WHAT TO PRODUCE:
Repeat all the lines below exactly, but omit the pictures.

☆ ☆ ☆ ☆ ☆

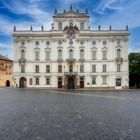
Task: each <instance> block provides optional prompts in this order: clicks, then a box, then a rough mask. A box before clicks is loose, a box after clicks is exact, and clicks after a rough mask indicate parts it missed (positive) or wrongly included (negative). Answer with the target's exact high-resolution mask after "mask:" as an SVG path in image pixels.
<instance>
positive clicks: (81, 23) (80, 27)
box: [80, 23, 84, 31]
mask: <svg viewBox="0 0 140 140" xmlns="http://www.w3.org/2000/svg"><path fill="white" fill-rule="evenodd" d="M80 30H81V31H83V30H84V23H80Z"/></svg>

☆ ☆ ☆ ☆ ☆

SOLUTION FOR THIS PROBLEM:
Task: each <instance> block provides optional prompts in this order: clicks, then a box, then a rough mask. A box before clicks is loose, a box after clicks is exact, and clicks after a rough mask indicate parts it missed (positive) or wrongly included (negative). Answer with the target's exact high-resolution mask after "mask:" as an SVG path in image pixels.
<instance>
positive clicks: (81, 23) (80, 27)
box: [80, 23, 84, 31]
mask: <svg viewBox="0 0 140 140" xmlns="http://www.w3.org/2000/svg"><path fill="white" fill-rule="evenodd" d="M80 30H81V31H83V30H84V23H80Z"/></svg>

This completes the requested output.